▸ YOUR TASKS:
A) In the biography of the Portuguese runner, to what date was his 8-year ban backdated?
B) Update the runner's biography: write out everything from "Silva failed a" down to "expire in 2021.", with "doping control" changed to "drug test".

▸ GIVEN PASSAGE:
———

Fernando Sérgio Rigor Silva (born 1 March 1980) is a Portuguese former long-distance runner who competed at distances from 3000 metres to the marathon. He represented his country in the marathon at the 2009 World Championships in Athletics and the 2010 European Athletics Championships. He has also competed at four editions of the World Athletics Cross Country Championships and six editions of the European Cross Country Championships. He shared in a team bronze medal with the Portuguese men at the 2003 European Cross Country Championships. He was twice national champion at the Portuguese Cross Country Championships.

Silva failed a drug test for erythropoietin (EPO), a banned blood-booster, in December 2006, which resulted in his disqualification from the 2006 European Cross Country Championships and a two-year ban. Later he received an 8-year ban from competition in 2014 after failing a doping control based on his biological passport. His ban was backdated to 13 September 2013, with his ban due to expire in 2021.

International competitions

National titles
Portuguese Cross Country Championships
Long course: 2004, 2005

Personal bests
3000 m: 8:04.60 min (2005)

———

▸ GIVEN RECORDS:

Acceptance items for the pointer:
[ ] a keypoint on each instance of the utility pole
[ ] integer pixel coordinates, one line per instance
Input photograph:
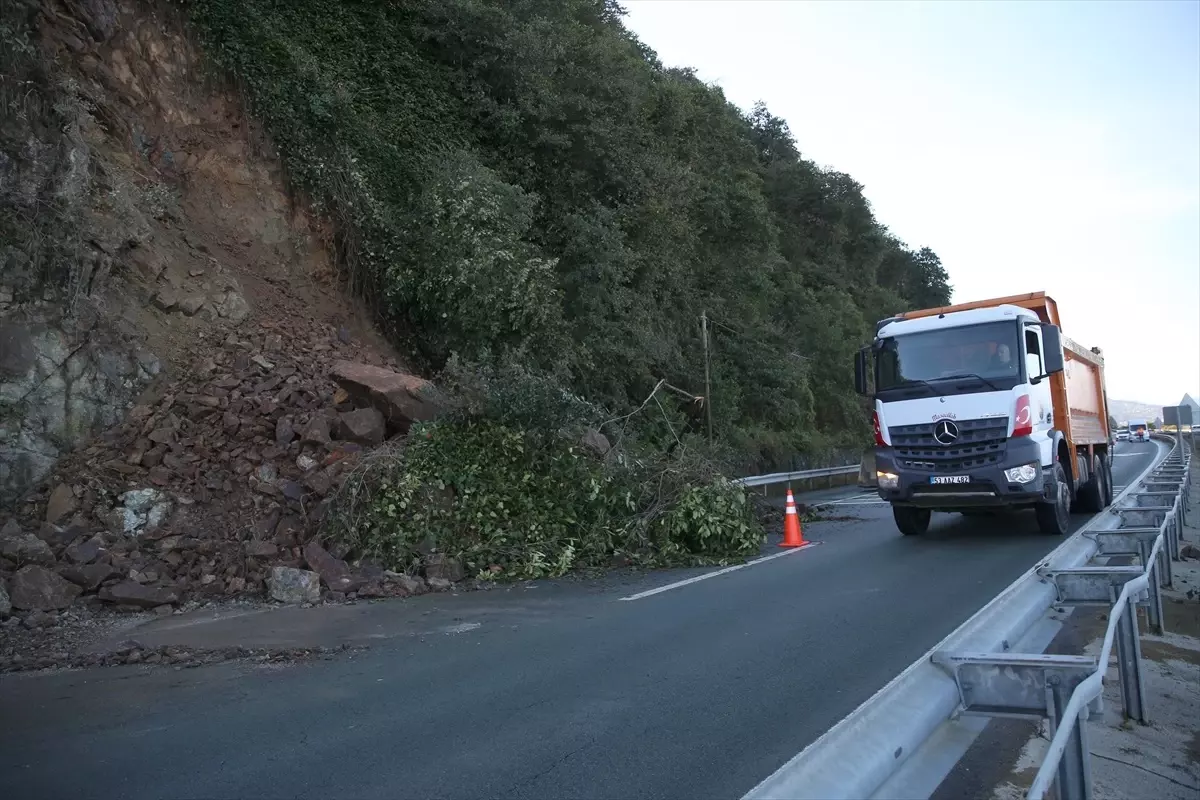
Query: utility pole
(708, 389)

———

▸ RESULTS FOR THE EXERCISE:
A) 13 September 2013

B)
Silva failed a drug test for erythropoietin (EPO), a banned blood-booster, in December 2006, which resulted in his disqualification from the 2006 European Cross Country Championships and a two-year ban. Later he received an 8-year ban from competition in 2014 after failing a drug test based on his biological passport. His ban was backdated to 13 September 2013, with his ban due to expire in 2021.